STATED TASK:
Rewrite as a numbered list only the lines of the rows below, starting at the line that contains "out the concrete" and ending at the line that contains "[(11, 352)]". Omit any blank lines.

DATASET:
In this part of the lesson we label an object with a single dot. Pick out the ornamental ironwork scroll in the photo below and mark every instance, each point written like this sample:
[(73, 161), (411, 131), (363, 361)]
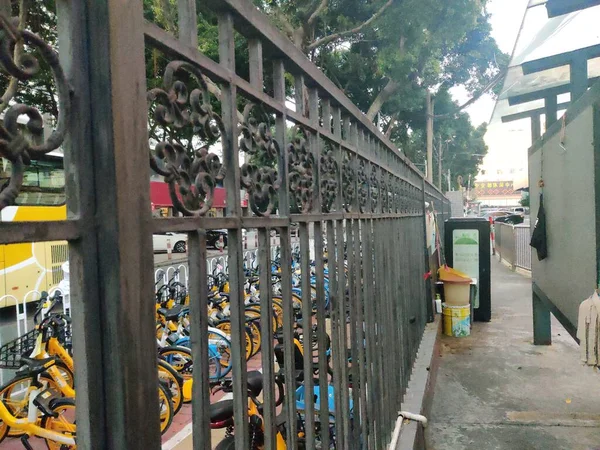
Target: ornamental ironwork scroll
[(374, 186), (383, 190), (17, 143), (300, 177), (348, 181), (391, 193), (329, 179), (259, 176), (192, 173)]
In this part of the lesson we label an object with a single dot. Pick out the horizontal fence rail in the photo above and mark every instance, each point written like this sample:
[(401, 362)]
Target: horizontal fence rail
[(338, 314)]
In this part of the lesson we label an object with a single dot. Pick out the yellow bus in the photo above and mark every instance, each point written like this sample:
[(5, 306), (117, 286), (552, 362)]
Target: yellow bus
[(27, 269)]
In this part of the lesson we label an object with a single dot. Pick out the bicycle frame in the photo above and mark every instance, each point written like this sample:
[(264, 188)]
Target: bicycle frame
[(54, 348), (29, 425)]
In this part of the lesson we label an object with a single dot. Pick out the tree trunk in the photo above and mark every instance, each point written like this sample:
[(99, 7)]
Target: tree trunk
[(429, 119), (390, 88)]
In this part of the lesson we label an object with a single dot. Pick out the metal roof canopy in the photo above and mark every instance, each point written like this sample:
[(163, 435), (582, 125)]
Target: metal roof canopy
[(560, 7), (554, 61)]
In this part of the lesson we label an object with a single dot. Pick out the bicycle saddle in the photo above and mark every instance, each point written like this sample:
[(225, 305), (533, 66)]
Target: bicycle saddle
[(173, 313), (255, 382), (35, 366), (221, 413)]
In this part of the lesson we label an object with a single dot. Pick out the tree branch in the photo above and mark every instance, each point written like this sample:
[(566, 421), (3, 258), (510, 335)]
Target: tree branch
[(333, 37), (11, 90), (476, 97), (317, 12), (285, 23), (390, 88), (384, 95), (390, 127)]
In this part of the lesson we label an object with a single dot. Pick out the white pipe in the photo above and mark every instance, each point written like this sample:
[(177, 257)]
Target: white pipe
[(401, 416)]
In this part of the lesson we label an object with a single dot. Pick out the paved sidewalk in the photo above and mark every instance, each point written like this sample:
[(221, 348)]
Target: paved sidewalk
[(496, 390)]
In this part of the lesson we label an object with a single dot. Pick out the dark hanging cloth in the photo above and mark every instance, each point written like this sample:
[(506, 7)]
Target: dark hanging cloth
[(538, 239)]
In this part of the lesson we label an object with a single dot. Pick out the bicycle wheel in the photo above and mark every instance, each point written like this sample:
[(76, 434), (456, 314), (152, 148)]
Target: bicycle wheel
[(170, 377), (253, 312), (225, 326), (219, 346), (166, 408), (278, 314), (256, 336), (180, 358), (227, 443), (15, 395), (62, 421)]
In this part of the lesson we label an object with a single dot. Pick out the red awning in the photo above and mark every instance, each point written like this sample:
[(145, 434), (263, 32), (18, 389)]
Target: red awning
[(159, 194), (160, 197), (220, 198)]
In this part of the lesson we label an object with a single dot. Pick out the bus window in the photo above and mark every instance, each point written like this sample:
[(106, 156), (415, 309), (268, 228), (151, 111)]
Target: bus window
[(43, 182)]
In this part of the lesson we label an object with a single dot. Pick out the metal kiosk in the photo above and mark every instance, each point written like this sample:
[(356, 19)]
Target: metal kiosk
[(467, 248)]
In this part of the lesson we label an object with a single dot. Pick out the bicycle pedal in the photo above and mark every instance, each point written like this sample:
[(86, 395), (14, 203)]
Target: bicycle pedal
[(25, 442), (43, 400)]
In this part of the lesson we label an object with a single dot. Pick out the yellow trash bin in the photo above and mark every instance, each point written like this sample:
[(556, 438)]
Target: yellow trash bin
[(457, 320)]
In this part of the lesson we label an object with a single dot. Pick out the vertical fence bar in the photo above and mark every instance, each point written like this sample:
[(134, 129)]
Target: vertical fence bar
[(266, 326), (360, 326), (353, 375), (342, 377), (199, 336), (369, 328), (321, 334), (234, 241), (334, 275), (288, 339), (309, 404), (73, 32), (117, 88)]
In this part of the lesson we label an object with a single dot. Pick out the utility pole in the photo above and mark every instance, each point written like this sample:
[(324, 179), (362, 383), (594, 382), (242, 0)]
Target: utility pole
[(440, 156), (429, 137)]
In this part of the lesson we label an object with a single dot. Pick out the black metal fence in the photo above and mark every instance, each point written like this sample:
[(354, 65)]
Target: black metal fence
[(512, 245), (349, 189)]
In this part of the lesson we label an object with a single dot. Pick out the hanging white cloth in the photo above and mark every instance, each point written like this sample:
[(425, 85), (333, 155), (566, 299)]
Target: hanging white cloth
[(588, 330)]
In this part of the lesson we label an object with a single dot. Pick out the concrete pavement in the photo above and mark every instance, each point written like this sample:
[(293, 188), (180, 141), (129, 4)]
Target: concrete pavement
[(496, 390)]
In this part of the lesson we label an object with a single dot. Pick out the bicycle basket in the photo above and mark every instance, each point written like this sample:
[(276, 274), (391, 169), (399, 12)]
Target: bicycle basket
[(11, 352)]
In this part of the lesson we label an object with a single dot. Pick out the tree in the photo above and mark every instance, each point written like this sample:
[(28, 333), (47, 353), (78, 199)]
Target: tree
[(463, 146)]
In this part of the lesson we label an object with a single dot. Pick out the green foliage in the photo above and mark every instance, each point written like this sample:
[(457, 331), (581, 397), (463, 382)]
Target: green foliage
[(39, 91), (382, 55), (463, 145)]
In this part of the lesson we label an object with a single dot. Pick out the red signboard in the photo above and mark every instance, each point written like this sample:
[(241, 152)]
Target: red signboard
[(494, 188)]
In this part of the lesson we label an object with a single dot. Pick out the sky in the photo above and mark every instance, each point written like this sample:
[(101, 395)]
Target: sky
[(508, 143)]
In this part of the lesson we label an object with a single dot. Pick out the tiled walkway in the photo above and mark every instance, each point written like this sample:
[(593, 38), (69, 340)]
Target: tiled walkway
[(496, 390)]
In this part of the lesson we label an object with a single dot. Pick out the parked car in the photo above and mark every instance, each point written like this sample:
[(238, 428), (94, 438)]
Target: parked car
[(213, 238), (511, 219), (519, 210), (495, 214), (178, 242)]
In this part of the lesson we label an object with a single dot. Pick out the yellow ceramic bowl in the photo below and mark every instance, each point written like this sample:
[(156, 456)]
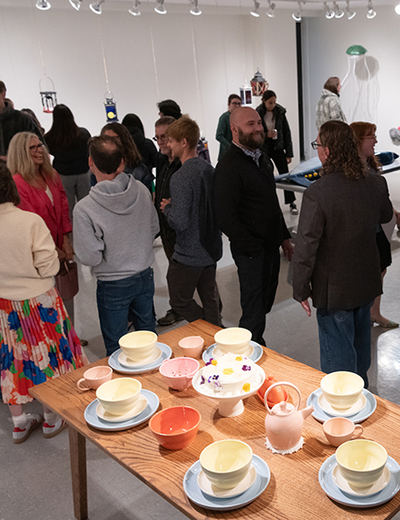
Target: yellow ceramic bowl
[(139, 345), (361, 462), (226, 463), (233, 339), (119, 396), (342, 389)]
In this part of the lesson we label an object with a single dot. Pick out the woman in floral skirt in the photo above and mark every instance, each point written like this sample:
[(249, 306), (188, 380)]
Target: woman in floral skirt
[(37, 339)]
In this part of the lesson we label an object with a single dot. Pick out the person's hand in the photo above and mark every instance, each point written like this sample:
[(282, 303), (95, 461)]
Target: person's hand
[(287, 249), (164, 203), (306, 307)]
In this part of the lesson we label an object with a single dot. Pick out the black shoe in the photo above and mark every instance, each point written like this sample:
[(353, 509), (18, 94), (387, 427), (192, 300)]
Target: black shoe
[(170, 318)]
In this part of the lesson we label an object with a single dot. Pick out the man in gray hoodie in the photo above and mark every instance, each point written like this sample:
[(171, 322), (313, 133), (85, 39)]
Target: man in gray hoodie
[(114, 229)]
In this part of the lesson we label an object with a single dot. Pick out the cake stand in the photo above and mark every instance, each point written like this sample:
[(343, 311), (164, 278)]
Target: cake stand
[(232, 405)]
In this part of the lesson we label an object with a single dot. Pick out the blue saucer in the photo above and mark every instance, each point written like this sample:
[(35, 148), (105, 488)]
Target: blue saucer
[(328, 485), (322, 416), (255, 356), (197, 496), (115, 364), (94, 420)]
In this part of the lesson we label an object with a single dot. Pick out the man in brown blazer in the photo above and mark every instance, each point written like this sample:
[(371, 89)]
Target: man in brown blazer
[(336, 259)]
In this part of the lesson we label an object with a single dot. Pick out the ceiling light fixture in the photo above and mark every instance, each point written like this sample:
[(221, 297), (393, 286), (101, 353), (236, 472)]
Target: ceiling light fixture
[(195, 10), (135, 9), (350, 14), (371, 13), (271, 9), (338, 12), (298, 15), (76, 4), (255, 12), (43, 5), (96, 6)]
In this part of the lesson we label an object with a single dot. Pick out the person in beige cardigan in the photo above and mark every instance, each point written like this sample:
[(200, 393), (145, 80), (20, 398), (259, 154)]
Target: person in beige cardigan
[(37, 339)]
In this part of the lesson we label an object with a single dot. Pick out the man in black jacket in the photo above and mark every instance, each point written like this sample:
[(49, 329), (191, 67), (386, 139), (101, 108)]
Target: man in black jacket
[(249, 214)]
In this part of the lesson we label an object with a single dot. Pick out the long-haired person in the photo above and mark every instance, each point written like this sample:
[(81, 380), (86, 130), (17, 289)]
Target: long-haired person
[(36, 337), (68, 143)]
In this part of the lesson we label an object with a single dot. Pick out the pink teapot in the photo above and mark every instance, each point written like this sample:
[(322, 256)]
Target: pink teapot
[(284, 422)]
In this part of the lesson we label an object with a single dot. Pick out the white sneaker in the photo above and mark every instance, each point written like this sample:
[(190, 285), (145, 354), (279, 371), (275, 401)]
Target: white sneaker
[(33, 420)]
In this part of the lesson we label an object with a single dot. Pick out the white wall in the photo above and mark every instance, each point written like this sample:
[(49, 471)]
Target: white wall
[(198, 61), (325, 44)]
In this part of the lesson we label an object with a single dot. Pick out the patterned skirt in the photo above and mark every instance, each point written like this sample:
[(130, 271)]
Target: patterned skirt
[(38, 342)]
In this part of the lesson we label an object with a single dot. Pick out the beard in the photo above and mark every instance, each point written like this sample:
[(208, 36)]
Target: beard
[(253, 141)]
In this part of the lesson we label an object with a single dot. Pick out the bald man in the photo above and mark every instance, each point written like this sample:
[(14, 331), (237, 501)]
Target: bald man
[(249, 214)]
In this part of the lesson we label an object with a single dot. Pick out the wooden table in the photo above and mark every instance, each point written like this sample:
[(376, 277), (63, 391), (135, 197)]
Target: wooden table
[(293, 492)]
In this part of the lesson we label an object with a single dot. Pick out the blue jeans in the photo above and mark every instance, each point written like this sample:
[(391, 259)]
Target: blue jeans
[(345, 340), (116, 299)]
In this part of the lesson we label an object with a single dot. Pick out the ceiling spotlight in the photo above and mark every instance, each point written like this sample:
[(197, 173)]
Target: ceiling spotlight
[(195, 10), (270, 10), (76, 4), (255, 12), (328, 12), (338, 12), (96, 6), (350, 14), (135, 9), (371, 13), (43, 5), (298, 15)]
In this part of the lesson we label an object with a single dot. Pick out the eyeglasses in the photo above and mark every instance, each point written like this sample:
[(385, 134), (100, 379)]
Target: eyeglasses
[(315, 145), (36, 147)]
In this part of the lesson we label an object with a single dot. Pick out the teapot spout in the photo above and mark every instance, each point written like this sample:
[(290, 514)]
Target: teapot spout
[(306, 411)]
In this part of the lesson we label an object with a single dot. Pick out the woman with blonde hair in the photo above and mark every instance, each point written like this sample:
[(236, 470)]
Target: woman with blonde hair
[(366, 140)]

WRITTEN ANSWER:
1. In this part of the lesson we label an object with a single dot. Pick out the concrete pavement in the photo above and mark every instance, each point written like this sample:
2. [(293, 188), (180, 141), (129, 4)]
3. Target: concrete pavement
4. [(496, 390)]
5. In this part of the lesson we label an object with a single dot. Pick out the bicycle basket in the photo above and mark every instance, each point written like this sample:
6. [(276, 274), (391, 169), (399, 12)]
7. Target: bicycle basket
8. [(11, 352)]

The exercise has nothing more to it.